Segment Start: INFORMATION

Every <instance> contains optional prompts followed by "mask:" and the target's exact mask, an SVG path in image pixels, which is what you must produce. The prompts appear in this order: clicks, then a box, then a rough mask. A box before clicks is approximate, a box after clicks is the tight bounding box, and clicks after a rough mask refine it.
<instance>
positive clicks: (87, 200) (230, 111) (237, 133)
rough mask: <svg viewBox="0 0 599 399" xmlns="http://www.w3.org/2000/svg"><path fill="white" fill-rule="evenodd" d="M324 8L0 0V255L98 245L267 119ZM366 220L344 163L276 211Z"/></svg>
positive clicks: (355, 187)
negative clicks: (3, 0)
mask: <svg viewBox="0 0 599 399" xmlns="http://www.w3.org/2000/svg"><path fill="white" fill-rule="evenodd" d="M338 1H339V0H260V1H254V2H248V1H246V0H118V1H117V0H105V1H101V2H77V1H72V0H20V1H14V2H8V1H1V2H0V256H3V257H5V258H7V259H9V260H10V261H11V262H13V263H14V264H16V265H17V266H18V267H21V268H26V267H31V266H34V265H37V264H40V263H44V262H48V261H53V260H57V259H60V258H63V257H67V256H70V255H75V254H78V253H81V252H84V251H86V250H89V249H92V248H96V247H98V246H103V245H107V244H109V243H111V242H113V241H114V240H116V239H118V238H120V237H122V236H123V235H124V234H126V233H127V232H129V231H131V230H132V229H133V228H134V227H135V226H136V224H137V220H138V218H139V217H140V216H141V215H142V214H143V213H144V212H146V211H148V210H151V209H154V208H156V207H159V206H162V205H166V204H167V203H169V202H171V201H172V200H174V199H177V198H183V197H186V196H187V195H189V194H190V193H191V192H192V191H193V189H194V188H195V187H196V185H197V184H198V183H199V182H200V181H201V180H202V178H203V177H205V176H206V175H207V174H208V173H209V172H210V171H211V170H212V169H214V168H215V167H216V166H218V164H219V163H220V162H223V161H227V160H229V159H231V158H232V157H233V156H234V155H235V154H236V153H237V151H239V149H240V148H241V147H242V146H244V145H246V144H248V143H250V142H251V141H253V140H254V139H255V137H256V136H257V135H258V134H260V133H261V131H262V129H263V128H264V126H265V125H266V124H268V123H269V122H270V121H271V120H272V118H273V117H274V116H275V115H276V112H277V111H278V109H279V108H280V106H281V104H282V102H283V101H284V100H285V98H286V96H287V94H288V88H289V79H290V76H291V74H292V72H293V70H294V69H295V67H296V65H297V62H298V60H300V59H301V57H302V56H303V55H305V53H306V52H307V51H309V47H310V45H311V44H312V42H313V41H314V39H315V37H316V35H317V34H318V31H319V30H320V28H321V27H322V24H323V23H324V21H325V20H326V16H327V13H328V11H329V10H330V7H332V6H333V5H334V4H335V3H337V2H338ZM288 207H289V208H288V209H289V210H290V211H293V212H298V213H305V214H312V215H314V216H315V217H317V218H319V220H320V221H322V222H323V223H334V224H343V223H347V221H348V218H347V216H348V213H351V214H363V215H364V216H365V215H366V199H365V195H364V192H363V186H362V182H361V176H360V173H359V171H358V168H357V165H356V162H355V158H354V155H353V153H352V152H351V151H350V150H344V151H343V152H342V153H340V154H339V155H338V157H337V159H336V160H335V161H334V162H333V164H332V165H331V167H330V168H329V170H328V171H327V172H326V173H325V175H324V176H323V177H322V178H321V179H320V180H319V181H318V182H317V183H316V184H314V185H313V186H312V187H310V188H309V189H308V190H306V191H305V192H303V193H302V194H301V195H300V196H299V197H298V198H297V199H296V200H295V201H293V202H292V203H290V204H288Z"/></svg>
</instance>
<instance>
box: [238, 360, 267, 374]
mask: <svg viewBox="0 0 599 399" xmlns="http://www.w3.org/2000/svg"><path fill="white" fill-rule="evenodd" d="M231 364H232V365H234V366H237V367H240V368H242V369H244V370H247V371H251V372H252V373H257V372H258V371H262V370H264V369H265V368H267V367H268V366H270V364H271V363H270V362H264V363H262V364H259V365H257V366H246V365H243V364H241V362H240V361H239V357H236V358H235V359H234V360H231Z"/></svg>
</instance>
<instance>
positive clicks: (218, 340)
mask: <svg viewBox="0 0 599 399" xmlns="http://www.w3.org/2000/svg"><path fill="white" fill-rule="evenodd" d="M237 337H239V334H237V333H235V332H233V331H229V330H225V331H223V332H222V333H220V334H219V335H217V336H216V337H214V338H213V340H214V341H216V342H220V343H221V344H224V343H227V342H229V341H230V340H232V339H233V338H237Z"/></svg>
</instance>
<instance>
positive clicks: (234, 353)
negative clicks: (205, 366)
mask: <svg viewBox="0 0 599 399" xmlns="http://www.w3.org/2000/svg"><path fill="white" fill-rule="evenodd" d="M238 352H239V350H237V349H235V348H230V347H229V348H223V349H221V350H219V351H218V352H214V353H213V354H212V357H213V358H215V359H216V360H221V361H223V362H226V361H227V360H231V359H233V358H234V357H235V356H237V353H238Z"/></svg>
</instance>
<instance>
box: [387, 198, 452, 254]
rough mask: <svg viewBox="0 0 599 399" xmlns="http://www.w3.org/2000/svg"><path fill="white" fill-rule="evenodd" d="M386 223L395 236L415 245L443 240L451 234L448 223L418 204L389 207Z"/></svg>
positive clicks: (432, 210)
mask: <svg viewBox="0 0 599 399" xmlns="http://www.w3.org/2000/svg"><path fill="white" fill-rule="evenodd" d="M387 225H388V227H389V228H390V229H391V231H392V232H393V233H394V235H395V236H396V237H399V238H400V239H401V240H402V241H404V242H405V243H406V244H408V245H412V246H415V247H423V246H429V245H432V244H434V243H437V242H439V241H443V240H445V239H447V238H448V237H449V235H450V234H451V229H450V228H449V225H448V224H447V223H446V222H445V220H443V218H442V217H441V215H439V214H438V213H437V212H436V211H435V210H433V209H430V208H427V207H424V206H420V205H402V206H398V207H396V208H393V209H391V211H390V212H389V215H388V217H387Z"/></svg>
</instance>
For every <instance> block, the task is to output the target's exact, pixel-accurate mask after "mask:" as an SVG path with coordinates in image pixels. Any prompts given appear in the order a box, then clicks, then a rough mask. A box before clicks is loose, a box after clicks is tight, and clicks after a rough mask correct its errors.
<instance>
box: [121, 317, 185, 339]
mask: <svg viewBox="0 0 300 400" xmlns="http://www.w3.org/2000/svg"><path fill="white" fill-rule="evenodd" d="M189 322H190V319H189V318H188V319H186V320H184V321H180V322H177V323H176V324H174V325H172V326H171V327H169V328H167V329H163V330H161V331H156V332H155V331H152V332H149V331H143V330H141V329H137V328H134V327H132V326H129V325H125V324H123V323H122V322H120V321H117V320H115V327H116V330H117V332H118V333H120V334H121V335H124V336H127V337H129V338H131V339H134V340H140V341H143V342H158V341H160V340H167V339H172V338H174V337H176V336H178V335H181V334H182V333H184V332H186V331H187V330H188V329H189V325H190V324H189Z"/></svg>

Segment End: INFORMATION
Segment Start: INFORMATION

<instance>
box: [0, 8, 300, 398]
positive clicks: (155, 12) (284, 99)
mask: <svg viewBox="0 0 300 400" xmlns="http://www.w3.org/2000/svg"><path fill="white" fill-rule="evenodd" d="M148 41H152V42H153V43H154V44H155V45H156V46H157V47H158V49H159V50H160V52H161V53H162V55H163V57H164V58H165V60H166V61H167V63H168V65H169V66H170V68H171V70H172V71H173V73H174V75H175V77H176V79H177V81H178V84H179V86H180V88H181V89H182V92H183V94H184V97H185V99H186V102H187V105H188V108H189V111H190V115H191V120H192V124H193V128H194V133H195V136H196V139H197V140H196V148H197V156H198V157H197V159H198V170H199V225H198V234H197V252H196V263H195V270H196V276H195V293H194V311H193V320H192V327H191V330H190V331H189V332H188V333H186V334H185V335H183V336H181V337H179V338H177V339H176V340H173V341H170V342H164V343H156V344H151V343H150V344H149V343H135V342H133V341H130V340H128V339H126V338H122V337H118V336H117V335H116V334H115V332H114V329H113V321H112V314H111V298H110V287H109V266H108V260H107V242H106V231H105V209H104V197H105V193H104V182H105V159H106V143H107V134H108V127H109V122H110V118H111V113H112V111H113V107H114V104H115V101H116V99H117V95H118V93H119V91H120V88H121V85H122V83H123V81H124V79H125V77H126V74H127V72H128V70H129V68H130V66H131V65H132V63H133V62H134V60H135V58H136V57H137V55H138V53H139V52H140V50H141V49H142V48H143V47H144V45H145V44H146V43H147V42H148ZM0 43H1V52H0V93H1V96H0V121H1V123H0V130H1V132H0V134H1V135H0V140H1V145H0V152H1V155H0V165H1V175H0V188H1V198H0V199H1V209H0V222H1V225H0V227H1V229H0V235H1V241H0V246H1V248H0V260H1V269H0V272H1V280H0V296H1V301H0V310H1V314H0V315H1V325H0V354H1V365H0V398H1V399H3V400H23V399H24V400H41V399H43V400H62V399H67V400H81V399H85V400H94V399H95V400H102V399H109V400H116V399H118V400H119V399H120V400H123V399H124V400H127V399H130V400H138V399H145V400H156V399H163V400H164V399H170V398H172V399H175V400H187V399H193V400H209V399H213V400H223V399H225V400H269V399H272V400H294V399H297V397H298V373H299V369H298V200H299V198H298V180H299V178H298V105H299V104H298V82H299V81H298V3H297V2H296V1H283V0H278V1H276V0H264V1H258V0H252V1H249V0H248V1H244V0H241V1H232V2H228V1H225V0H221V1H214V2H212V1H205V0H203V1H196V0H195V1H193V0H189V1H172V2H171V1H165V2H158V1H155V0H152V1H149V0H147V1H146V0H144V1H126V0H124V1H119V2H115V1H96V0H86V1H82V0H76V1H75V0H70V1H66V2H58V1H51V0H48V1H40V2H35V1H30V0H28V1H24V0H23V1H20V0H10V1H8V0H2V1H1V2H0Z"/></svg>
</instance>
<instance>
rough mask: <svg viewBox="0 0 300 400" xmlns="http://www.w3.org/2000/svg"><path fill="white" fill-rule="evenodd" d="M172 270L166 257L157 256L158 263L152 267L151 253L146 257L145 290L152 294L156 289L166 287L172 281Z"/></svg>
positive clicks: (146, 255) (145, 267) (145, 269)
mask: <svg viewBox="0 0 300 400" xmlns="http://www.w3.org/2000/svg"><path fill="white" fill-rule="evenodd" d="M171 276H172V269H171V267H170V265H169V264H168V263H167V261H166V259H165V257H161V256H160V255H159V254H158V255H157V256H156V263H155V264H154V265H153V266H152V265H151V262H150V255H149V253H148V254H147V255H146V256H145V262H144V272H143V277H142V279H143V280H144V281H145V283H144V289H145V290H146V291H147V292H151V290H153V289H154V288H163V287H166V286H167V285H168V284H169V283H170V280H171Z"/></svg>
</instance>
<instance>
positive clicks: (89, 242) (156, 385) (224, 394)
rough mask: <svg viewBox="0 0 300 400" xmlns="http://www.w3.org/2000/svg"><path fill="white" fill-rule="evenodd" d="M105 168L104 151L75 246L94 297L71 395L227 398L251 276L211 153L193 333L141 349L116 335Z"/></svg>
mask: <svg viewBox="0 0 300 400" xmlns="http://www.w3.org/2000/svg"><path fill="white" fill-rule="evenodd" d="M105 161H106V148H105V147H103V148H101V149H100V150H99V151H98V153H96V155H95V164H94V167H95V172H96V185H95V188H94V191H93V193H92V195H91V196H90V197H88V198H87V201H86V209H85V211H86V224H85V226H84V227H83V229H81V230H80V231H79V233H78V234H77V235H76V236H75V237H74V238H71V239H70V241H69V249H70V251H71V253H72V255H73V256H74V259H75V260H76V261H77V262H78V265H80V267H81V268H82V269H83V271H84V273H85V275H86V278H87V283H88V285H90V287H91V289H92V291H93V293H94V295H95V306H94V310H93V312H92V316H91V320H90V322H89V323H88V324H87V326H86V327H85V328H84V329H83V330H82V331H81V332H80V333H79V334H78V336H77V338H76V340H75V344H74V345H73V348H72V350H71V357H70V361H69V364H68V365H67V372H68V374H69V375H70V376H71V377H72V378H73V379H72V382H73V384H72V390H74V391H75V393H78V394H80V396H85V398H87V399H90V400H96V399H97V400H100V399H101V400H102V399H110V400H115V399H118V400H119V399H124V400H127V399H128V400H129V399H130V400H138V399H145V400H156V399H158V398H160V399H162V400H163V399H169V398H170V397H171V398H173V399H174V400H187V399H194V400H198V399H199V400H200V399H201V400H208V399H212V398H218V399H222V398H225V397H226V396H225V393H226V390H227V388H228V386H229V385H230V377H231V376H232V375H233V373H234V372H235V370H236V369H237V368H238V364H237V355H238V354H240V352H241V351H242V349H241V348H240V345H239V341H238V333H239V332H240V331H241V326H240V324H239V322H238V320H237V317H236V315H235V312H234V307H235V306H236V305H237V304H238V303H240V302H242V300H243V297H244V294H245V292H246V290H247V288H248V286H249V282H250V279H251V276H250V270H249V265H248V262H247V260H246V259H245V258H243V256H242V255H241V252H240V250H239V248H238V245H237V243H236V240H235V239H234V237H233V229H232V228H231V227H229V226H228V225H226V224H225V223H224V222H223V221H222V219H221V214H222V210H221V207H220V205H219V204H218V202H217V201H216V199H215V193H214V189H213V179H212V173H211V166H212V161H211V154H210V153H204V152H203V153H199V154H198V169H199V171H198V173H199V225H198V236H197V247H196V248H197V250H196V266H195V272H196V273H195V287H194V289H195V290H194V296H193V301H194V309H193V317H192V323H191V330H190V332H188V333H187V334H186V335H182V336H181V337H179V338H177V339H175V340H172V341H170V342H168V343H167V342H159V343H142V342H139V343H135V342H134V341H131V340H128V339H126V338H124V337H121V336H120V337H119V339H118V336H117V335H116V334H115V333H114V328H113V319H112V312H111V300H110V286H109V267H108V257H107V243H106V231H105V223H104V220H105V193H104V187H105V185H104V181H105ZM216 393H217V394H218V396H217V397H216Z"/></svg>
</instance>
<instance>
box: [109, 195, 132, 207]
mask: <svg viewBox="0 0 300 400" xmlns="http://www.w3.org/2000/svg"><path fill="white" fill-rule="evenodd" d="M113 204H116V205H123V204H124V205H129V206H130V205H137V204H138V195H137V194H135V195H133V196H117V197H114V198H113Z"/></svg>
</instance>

Segment End: INFORMATION

The expected answer is only a number: the count of lines in this listing that contain the string "prompts".

## ANSWER SECTION
2